Your goal –
Write out each record below word for word, leaving out the pictures.
═══
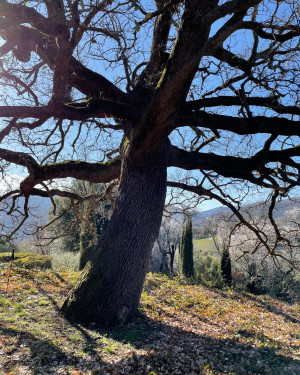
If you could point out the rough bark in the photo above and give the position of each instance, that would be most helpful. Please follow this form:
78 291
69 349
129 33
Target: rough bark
109 289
═══
Completed task –
If you could point out the rough bark in the photo above and give the position of each instance, that would be most helpful. Please follow this form:
78 291
69 349
129 33
Target: rough bark
109 289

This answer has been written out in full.